Exercise materials:
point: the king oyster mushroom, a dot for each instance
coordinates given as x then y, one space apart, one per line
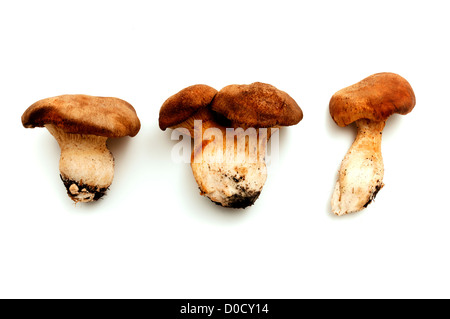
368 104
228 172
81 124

...

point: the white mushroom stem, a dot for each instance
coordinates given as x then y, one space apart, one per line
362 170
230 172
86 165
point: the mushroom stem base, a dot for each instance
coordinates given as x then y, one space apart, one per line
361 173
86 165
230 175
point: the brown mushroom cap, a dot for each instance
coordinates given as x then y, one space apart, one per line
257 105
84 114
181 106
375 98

* * *

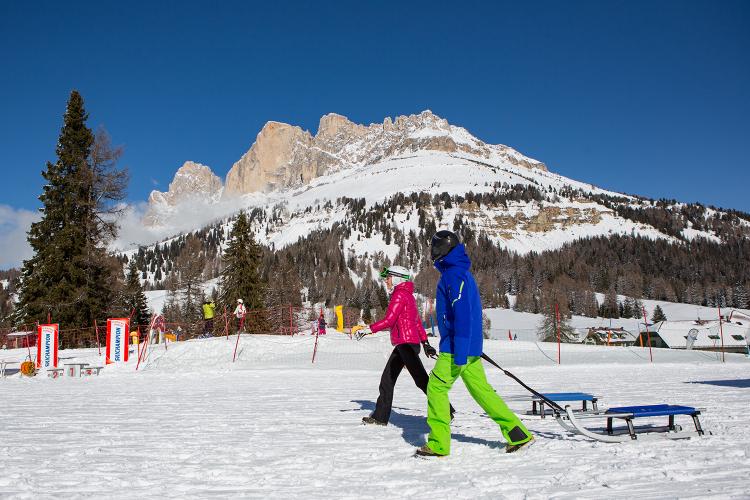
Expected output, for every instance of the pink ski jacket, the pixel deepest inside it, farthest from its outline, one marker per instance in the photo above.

The exercise: Please pick out every line in the data above that contains the string "point", matching case exactly.

Response to this task:
point: the king oyster mushroom, a dot for each instance
point: the white mushroom stem, a dot for each instance
point: the mushroom stem base, a dot for each instance
point: the brown mushroom cap, a dot for each instance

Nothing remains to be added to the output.